═════ BRANO FORNITO

Ci racconta Giulia Cazzola che “l’effetto (era) di vere e proprie città fittizie, creazioni di corde e tessuto” e la grande tenda al centro dell’accampamento era “una struttura che aveva le parvenze delle normali architetture, ma che, in realtà, si componeva di sole stoffe su impalcature di legni e corde tese”.

Il padiglione-tenda, spesso un baldacchino con la copertura in seta, era una delle consuetudini distintive anche della Persia safawide, dal 1501 al 1736, per le battute di caccia dello scià. Era dotato di fontane e intorno, per rievocare la presenza di un giardino, venivano piantati dei fiori e organizzati picnic chic e cene seduti a terra.
A Isfahān, nel 1619, Pietro della Valle ad esempio, ricorda l’arrivo dell’ambasciatore spagnolo e della bellissima festa all’aperto organizzata per l’occasione. Tutto intorno folti alberi grandissimi e platani con la loro ombra. E poi una peschiera su cui si affacciava, come una penisola, una loggetta, ricoperta solo da un leggero tetto e aperta su tutti i lati.

══════════

§ **IL COMPITO**
Nel brano sui padiglioni-tenda, di che cosa era spesso fatta la copertura del baldacchino?

═════ MATERIALE

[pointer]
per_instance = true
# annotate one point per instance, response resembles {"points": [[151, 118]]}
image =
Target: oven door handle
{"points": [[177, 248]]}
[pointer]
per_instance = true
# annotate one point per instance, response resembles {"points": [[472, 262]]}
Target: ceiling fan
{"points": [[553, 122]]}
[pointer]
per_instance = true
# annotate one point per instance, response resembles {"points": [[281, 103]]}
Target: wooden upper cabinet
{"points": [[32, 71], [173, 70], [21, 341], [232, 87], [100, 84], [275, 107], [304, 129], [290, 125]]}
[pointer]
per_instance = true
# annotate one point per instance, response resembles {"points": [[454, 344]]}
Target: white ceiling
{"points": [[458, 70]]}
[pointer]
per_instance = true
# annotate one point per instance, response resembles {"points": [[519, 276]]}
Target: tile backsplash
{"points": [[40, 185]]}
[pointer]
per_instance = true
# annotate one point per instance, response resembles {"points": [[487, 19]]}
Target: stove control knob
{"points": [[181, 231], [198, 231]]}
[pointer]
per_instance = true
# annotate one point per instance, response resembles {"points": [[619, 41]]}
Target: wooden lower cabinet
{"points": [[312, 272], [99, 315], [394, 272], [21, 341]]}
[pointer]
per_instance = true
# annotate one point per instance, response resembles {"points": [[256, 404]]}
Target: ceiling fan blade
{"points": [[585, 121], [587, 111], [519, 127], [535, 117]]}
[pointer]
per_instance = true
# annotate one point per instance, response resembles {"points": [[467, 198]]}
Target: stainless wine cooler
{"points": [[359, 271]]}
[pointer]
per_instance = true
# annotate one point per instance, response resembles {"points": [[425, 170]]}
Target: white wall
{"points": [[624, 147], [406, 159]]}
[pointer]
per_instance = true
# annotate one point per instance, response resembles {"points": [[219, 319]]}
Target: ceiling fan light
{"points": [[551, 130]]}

══════════

§ **RISPOSTA**
Di seta.